**YOUR INSTRUCTIONS**
The string "background" appears in some lines of the data. Report how many, with no other words.

**PROVIDED MATERIAL**

•••

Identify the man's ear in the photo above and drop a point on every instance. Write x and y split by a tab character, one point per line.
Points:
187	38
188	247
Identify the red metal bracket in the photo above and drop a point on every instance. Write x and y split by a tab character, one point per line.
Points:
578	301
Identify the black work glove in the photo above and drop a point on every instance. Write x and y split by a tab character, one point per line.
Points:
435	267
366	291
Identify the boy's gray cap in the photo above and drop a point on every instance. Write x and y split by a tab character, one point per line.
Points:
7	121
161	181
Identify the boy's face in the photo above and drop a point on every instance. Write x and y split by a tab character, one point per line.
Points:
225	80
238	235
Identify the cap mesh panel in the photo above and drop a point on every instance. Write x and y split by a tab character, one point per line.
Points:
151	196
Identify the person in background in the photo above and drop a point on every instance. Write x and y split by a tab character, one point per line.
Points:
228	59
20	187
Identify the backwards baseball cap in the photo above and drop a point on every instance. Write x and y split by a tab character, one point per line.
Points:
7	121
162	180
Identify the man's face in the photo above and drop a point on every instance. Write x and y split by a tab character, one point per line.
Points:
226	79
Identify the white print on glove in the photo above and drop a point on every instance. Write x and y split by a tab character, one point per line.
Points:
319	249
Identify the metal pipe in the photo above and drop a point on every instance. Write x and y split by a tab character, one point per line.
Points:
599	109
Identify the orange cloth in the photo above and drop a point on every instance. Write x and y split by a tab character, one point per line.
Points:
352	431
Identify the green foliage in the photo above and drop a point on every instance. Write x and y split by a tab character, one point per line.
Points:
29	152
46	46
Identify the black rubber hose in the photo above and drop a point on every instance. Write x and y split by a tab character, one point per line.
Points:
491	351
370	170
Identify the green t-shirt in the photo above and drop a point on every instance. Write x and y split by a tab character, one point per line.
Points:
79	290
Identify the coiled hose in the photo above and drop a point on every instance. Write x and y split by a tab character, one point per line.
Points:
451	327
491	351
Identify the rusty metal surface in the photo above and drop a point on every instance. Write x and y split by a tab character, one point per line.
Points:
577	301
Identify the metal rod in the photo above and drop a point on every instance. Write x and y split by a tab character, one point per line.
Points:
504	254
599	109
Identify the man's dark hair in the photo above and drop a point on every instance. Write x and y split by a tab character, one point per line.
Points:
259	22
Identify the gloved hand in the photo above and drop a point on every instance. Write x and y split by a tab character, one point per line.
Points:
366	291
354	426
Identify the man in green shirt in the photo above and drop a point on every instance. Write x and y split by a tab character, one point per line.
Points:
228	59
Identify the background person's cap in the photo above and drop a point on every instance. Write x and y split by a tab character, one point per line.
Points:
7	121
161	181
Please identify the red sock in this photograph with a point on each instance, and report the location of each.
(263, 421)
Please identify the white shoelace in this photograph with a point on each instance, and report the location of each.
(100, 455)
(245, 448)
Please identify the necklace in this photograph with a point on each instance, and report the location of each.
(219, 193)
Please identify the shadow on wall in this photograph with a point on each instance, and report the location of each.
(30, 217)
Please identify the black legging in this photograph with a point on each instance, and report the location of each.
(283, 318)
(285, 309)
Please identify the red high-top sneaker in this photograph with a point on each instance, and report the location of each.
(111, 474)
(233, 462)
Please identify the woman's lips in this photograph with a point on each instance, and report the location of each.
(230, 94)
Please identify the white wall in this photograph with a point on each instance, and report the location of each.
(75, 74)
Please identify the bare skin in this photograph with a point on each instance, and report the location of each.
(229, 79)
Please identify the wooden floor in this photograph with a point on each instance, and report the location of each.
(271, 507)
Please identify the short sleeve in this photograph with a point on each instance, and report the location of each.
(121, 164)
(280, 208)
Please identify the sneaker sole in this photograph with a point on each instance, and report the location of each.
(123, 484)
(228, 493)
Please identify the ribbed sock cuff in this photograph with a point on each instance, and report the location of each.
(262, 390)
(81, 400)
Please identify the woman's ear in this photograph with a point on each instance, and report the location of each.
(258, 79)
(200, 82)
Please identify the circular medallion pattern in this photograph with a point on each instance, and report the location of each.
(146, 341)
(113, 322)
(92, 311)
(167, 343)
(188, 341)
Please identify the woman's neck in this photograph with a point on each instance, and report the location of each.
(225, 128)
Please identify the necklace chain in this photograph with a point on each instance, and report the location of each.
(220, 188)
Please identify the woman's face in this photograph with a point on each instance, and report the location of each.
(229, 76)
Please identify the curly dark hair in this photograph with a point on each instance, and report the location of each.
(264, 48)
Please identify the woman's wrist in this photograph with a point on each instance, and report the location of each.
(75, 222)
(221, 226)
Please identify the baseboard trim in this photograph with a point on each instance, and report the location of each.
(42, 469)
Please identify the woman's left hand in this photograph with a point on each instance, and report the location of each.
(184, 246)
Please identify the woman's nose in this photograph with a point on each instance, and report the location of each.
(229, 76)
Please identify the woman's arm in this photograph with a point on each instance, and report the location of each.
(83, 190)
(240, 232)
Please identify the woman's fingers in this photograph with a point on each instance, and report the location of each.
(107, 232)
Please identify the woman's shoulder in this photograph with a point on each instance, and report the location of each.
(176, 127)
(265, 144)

•••

**WRITTEN RESPONSE**
2